Copy only this range: the line with "label the stone veneer, a point per instance." through the final line of the material, inclusive at both ends.

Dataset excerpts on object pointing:
Start

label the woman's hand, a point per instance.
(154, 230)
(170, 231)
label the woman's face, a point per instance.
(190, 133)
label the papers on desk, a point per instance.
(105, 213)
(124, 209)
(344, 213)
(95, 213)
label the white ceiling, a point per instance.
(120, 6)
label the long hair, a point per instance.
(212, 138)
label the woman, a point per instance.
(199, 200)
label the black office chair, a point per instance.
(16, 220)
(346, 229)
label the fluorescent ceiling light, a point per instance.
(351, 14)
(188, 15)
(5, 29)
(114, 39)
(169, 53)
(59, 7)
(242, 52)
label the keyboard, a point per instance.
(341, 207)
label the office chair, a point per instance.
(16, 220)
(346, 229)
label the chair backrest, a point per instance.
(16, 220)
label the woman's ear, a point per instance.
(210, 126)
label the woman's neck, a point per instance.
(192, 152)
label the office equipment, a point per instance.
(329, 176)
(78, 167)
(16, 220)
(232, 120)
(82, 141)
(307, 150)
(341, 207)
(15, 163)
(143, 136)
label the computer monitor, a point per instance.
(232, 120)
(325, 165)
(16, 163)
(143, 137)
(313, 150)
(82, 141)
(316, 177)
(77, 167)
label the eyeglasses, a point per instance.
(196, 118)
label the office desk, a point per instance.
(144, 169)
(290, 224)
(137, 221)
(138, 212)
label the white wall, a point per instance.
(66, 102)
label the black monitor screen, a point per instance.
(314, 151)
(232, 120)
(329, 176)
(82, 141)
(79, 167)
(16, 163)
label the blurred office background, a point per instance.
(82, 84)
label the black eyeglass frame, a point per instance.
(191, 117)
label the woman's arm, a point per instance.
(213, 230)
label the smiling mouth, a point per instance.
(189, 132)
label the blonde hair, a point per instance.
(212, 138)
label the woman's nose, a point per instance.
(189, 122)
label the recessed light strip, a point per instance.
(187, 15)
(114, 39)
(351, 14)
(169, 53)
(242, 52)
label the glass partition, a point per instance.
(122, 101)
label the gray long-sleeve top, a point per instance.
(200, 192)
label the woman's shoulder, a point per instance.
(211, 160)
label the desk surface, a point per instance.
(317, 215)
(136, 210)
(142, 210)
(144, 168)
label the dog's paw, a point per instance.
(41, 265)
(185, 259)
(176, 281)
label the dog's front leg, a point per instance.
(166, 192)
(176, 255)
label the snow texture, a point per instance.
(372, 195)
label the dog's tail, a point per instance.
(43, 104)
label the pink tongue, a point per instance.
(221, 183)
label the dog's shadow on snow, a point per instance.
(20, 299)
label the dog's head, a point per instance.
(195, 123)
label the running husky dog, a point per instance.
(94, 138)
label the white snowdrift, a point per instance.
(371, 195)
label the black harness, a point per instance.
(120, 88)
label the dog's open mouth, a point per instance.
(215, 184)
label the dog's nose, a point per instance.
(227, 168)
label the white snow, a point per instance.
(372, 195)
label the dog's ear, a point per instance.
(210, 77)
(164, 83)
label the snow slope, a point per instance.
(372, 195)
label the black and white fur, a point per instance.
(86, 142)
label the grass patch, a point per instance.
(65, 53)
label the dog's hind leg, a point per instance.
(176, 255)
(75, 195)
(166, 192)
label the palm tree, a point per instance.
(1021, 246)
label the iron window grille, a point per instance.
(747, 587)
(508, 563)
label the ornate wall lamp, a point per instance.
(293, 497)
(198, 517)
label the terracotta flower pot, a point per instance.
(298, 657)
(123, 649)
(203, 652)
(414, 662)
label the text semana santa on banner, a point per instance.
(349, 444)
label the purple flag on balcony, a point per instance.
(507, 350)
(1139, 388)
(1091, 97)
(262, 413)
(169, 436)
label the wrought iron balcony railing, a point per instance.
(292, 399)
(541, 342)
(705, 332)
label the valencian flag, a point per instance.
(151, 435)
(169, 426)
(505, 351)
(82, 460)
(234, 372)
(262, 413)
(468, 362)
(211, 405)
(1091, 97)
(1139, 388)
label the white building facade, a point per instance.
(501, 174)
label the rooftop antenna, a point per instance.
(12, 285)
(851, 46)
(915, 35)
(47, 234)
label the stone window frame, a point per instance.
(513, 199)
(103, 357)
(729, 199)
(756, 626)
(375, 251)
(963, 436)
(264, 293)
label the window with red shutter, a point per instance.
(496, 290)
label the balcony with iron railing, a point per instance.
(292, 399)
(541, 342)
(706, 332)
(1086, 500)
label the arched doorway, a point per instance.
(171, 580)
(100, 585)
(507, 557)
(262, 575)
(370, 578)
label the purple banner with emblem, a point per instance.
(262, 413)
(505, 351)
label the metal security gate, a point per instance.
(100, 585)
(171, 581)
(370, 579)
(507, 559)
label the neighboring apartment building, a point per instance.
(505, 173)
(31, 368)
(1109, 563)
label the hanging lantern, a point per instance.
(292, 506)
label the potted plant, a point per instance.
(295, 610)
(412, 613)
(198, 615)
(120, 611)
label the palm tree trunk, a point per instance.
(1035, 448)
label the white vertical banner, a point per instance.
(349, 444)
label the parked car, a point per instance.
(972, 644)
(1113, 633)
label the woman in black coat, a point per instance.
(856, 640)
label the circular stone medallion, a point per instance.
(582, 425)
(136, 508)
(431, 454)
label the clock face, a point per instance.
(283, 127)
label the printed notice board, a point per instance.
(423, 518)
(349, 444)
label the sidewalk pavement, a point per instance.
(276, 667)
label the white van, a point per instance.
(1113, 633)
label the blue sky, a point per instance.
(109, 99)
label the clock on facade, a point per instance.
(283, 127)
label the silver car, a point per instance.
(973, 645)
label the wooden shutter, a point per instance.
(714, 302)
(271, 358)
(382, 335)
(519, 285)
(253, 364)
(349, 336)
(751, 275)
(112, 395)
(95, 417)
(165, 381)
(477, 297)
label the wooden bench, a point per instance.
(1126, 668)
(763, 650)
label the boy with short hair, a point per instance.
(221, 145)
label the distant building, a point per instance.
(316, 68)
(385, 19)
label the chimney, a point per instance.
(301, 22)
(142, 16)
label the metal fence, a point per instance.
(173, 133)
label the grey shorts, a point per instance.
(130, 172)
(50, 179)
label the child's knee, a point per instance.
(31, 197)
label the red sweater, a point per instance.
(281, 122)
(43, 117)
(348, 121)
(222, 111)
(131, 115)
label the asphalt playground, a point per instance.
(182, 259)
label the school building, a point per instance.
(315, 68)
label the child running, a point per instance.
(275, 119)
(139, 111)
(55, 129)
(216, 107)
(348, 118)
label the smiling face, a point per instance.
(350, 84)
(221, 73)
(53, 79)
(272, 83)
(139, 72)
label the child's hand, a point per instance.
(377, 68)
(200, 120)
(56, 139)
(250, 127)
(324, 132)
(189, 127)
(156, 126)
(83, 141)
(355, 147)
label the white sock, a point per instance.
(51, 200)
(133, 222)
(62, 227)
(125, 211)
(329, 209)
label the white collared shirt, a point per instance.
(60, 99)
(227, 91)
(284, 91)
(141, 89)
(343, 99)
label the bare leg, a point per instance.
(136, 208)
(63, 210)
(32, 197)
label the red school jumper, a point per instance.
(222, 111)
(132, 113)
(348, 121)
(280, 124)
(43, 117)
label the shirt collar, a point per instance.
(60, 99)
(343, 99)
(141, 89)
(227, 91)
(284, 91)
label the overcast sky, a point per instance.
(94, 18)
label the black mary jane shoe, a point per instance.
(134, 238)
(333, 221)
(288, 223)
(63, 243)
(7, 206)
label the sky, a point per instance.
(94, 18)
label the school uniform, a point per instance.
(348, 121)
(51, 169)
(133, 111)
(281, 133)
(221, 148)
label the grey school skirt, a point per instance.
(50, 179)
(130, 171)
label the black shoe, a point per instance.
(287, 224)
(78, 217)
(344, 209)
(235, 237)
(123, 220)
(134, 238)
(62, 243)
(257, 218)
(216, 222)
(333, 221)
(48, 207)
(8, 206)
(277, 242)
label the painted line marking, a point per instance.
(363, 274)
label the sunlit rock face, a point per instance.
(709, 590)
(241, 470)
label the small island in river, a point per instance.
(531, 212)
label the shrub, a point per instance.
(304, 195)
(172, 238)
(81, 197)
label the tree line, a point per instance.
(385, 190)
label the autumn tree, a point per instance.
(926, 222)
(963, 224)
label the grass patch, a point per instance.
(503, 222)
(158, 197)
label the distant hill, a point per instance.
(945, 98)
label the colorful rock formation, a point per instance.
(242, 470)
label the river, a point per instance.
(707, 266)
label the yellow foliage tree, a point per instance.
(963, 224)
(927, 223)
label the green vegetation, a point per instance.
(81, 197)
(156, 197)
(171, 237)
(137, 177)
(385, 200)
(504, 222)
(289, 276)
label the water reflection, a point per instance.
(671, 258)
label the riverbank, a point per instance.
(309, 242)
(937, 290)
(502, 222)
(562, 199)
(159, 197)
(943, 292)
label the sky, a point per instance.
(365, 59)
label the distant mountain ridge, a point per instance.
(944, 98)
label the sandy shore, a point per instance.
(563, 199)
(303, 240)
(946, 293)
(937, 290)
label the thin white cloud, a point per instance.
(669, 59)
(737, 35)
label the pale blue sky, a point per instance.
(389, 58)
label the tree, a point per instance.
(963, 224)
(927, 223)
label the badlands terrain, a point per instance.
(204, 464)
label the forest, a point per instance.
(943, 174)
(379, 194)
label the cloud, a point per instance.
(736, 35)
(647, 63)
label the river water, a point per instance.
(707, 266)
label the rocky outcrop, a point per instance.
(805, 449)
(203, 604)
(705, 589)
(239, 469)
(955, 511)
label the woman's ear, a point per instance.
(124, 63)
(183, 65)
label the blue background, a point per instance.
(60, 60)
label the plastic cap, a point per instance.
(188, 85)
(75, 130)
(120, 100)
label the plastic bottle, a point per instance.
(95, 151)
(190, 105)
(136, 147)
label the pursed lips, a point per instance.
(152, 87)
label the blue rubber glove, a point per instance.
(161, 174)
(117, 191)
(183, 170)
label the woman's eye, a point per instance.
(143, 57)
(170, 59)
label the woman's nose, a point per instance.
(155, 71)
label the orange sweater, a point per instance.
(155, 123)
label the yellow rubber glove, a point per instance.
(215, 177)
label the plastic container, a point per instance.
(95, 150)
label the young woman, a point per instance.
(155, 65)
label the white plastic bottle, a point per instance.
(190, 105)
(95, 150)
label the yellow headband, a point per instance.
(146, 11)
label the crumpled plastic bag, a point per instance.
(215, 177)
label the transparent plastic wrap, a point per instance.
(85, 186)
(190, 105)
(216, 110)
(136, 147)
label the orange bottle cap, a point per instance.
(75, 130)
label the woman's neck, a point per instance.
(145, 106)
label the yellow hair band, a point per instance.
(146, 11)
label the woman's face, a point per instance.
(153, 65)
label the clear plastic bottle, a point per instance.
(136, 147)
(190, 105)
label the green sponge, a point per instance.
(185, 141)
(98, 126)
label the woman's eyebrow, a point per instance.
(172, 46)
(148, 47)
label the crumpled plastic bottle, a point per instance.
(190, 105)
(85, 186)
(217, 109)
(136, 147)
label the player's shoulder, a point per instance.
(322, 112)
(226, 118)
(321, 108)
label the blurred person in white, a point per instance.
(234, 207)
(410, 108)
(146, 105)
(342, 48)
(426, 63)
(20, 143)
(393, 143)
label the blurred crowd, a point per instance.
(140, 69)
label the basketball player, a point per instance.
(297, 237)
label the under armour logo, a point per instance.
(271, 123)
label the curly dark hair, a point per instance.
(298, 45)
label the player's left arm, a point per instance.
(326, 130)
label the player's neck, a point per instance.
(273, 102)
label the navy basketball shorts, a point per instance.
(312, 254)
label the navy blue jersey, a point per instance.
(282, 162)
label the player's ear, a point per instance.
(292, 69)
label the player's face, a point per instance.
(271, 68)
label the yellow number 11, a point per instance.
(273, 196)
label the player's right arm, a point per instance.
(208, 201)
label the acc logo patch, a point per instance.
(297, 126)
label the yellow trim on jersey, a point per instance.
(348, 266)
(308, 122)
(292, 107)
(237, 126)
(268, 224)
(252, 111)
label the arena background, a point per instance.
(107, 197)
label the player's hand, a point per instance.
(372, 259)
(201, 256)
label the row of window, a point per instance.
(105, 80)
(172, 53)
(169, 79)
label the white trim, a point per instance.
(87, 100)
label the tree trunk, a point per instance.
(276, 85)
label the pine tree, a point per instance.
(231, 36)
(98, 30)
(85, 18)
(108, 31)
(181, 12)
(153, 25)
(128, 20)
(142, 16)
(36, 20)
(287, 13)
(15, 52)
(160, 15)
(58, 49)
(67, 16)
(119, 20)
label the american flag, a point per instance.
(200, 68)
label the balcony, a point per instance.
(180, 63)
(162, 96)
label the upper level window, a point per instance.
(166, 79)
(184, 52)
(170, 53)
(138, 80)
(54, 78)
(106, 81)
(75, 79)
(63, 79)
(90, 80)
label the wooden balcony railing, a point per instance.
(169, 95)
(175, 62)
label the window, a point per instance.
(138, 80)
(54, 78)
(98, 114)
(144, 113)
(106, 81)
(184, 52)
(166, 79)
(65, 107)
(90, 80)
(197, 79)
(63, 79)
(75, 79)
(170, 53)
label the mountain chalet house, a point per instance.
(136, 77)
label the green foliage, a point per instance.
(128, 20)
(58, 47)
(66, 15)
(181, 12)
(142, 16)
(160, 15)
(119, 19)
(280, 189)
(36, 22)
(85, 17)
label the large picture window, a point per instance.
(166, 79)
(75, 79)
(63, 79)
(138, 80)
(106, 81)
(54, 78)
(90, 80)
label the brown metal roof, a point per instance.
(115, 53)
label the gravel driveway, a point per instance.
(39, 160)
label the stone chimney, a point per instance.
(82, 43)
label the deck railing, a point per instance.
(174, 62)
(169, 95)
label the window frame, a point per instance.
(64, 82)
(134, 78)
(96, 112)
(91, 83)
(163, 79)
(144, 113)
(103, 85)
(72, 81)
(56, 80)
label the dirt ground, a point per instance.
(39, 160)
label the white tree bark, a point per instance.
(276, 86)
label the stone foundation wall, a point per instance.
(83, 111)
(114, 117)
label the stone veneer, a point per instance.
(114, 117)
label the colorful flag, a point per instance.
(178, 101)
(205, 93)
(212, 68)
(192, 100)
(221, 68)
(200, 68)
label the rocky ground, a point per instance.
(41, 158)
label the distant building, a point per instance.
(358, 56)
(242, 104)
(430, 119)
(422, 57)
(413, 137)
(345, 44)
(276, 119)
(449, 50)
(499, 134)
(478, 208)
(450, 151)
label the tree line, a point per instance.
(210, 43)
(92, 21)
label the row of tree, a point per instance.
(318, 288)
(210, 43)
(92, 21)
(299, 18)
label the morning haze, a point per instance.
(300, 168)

End

*RESULT:*
label the stone veneer, a point per instance.
(114, 117)
label the colorful flag, a point per instance.
(178, 101)
(205, 93)
(212, 68)
(192, 100)
(221, 68)
(200, 68)
label the rocky ground, a point per instance.
(41, 158)
label the distant building, a point per instance.
(358, 56)
(242, 104)
(430, 119)
(422, 57)
(413, 137)
(345, 44)
(276, 119)
(449, 50)
(499, 134)
(478, 208)
(450, 151)
label the tree line, a point per instance.
(210, 43)
(92, 21)
label the row of tree, a point per instance.
(318, 288)
(210, 43)
(92, 21)
(299, 18)
label the morning haze, a point per instance.
(300, 168)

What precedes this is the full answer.